» Stated goal
Reproduce the following rows verbatim, without altering any wording, spacing, or coordinate format.

::::::

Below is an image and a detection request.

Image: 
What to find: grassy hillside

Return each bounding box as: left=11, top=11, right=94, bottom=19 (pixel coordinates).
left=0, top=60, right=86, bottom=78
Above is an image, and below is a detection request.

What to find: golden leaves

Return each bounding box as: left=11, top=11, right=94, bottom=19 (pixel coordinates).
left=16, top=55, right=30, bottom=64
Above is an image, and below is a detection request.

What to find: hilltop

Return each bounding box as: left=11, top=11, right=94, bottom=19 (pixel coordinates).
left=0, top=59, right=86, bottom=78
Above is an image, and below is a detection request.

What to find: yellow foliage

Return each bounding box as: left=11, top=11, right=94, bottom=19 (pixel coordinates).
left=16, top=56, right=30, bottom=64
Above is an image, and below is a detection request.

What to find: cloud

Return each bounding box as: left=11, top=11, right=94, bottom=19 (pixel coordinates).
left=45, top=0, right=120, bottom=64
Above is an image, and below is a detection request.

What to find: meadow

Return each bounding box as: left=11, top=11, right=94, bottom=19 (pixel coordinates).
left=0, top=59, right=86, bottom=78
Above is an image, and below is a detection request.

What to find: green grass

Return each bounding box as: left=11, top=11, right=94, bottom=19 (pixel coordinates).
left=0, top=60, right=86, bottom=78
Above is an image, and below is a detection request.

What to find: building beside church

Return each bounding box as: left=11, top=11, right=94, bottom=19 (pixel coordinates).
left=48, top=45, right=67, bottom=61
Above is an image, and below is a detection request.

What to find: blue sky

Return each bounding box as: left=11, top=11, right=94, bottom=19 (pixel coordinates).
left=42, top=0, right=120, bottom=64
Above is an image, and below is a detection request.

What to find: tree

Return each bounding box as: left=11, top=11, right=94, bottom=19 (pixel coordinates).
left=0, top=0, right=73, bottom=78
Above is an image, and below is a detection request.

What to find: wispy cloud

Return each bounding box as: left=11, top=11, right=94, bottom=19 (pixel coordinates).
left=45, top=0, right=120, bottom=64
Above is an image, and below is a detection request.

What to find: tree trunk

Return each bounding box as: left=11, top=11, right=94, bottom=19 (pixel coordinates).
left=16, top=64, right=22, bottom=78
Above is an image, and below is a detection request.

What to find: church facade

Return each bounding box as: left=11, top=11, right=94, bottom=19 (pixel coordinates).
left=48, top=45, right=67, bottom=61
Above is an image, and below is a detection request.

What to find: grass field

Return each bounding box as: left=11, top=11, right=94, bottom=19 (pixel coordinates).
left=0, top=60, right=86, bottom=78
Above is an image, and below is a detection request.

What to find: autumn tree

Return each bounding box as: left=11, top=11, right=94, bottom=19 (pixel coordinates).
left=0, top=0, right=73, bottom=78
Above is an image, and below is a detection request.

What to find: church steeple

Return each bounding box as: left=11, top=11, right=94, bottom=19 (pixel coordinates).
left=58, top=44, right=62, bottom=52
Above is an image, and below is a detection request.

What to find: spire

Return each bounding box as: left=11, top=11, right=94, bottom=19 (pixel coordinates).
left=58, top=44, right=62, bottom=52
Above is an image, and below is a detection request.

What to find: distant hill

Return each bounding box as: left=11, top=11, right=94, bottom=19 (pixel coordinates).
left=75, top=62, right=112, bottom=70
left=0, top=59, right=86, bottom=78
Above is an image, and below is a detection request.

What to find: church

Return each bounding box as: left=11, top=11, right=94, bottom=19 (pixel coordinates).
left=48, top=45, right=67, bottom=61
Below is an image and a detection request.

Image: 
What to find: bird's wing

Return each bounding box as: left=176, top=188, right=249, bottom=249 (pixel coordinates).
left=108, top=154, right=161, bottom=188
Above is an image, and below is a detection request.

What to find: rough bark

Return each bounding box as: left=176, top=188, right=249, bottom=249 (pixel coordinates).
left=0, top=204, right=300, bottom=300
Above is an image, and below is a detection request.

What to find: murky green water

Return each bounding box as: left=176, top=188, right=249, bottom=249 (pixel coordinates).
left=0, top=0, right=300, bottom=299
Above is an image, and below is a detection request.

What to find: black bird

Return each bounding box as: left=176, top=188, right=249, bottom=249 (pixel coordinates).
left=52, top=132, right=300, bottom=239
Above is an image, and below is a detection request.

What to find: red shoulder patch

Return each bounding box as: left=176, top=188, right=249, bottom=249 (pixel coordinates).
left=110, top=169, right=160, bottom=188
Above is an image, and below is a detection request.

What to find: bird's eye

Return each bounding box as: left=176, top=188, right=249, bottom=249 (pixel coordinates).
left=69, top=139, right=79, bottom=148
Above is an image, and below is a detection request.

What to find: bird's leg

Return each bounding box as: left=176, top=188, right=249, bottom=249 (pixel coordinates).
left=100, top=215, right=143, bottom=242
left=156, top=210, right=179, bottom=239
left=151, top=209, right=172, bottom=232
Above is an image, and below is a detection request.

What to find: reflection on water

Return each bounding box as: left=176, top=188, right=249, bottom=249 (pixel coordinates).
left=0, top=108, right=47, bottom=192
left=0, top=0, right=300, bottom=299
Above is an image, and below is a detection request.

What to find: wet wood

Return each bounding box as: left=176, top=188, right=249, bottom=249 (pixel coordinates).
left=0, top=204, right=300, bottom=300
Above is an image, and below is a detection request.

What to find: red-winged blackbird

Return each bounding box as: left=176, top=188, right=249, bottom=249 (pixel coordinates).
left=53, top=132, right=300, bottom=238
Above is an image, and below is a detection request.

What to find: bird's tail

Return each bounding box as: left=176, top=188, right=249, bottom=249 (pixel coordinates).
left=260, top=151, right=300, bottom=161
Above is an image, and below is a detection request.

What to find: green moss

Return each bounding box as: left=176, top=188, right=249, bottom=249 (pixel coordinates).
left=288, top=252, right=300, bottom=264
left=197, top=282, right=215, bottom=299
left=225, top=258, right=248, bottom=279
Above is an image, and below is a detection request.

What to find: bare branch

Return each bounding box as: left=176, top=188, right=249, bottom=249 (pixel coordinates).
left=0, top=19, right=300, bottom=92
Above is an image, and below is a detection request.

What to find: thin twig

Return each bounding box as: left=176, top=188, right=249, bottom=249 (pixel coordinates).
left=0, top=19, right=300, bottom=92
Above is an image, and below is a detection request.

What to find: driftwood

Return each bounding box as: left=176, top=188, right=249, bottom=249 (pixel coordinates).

::::::

» Task output
Below is an image and a detection request.

Image: 
What to find: grassy hillside

Return each bounding box as: left=11, top=11, right=94, bottom=19 (pixel coordinates).
left=0, top=60, right=86, bottom=78
Above is an image, and below is a detection request.

What to find: golden leaves

Return each bounding box as: left=11, top=11, right=94, bottom=19 (pixel coordinates).
left=16, top=55, right=30, bottom=64
Above is an image, and below is a detection request.

What to find: hilltop

Return each bounding box as: left=11, top=11, right=94, bottom=19 (pixel coordinates).
left=0, top=59, right=86, bottom=78
Above is an image, and below is a detection request.

What to find: yellow foliage

Return each bounding box as: left=11, top=11, right=94, bottom=19 (pixel coordinates).
left=16, top=56, right=30, bottom=64
Above is an image, and below is a detection request.

What to find: cloud

Return each bounding box as: left=11, top=11, right=94, bottom=19 (pixel coordinates).
left=45, top=0, right=120, bottom=64
Above is an image, and below is a detection request.

What to find: meadow

Return each bounding box as: left=11, top=11, right=94, bottom=19 (pixel coordinates).
left=0, top=59, right=86, bottom=78
Above is an image, and below is a detection request.

What to find: green grass

Return each bounding box as: left=11, top=11, right=94, bottom=19 (pixel coordinates).
left=0, top=60, right=86, bottom=78
Above is an image, and below is a detection request.

What to find: building beside church

Return each bounding box as: left=11, top=11, right=94, bottom=19 (pixel coordinates).
left=48, top=45, right=67, bottom=61
Above is an image, and below is a detection request.

What to find: blue sky

Return each bounding box as: left=11, top=11, right=94, bottom=19 (pixel coordinates).
left=42, top=0, right=120, bottom=64
Above is an image, and below is a detection request.

What to find: tree

Return each bounding box as: left=11, top=11, right=94, bottom=19 (pixel coordinates).
left=0, top=0, right=73, bottom=78
Above is an image, and below is a detection request.

What to find: wispy cloud

Return each bounding box as: left=11, top=11, right=94, bottom=19 (pixel coordinates).
left=45, top=0, right=120, bottom=64
Above is an image, and below is a detection request.

What to find: tree trunk

Return each bounding box as: left=11, top=11, right=94, bottom=19 (pixel coordinates).
left=16, top=64, right=22, bottom=78
Above is an image, and below is a detection request.

What to find: church facade

Return each bounding box as: left=11, top=11, right=94, bottom=19 (pixel coordinates).
left=48, top=45, right=67, bottom=61
Above is an image, and below is a detection request.

What to find: grass field

Return each bounding box as: left=11, top=11, right=94, bottom=19 (pixel coordinates).
left=0, top=60, right=86, bottom=78
Above is an image, and below is a detection request.

What to find: autumn tree

Return each bounding box as: left=11, top=11, right=94, bottom=19 (pixel coordinates).
left=0, top=0, right=73, bottom=78
Above is an image, and below is a detection request.

What to find: church steeple

Return each bounding box as: left=11, top=11, right=94, bottom=19 (pixel coordinates).
left=58, top=44, right=62, bottom=52
Above is an image, and below is a detection request.

What to find: spire

Return each bounding box as: left=11, top=11, right=94, bottom=19 (pixel coordinates).
left=58, top=44, right=62, bottom=52
Above is an image, and below is a detection request.

What to find: distant hill

Return each bounding box as: left=11, top=11, right=94, bottom=19 (pixel coordinates).
left=75, top=62, right=112, bottom=70
left=0, top=59, right=86, bottom=78
Above is an image, and below is a detection request.

What to find: church

Return each bounding box as: left=11, top=11, right=94, bottom=19 (pixel coordinates).
left=48, top=45, right=67, bottom=61
Below is an image and a detection request.

Image: 
What to find: bird's wing

Return each bounding box as: left=176, top=188, right=249, bottom=249 (pixel coordinates).
left=108, top=154, right=161, bottom=188
Above is an image, and below is a detection request.

What to find: rough bark

Return each bounding box as: left=176, top=188, right=249, bottom=249 (pixel coordinates).
left=0, top=204, right=300, bottom=300
Above is an image, and below is a detection request.

What to find: murky green water

Return each bounding box as: left=176, top=188, right=249, bottom=249 (pixel coordinates).
left=0, top=0, right=300, bottom=299
Above is an image, and below is a detection request.

What to find: black bird

Return each bounding box as: left=176, top=188, right=249, bottom=249 (pixel coordinates).
left=52, top=132, right=300, bottom=239
Above is an image, and below is a detection request.

What to find: red shoulder patch

Return each bounding box as: left=176, top=188, right=249, bottom=249 (pixel coordinates).
left=110, top=169, right=160, bottom=188
Above is an image, and below is a detection request.

What to find: bird's eye

Return each bounding box as: left=176, top=188, right=249, bottom=249 (pixel coordinates).
left=69, top=139, right=79, bottom=148
Above is an image, and below is a detection request.

What to find: bird's leg

Return each bounding box as: left=176, top=188, right=249, bottom=249 (pixel coordinates).
left=100, top=215, right=143, bottom=242
left=156, top=210, right=179, bottom=239
left=151, top=209, right=172, bottom=232
Above is an image, and below is a detection request.

What to find: reflection on water

Return each bounding box as: left=176, top=188, right=249, bottom=249 (pixel coordinates).
left=0, top=108, right=47, bottom=192
left=0, top=0, right=300, bottom=299
Above is an image, and below is a detection request.

What to find: wet wood

Return each bounding box as: left=176, top=188, right=249, bottom=249 (pixel coordinates).
left=0, top=204, right=300, bottom=300
Above is an image, and below is a detection request.

What to find: red-winged blackbird

Return each bounding box as: left=176, top=188, right=249, bottom=249 (pixel coordinates).
left=53, top=132, right=300, bottom=238
Above is an image, and below is a detection request.

What to find: bird's tail

Return each bounding box as: left=176, top=188, right=249, bottom=249 (pixel coordinates).
left=260, top=151, right=300, bottom=161
Above is an image, and below is a detection request.

What to find: green moss

Return each bounding box as: left=176, top=188, right=249, bottom=249 (pixel coordinates).
left=288, top=252, right=300, bottom=264
left=197, top=282, right=215, bottom=299
left=225, top=258, right=248, bottom=279
Above is an image, and below is a detection request.

What to find: bare branch

Return each bounding box as: left=176, top=188, right=249, bottom=249 (pixel coordinates).
left=0, top=19, right=300, bottom=92
Above is an image, and below is a detection request.

What to find: thin twig

Return each bounding box as: left=176, top=188, right=249, bottom=249 (pixel coordinates).
left=0, top=19, right=300, bottom=92
Above is an image, and below is a detection request.

What to find: driftwood

Return each bounding box as: left=176, top=188, right=249, bottom=249 (pixel coordinates).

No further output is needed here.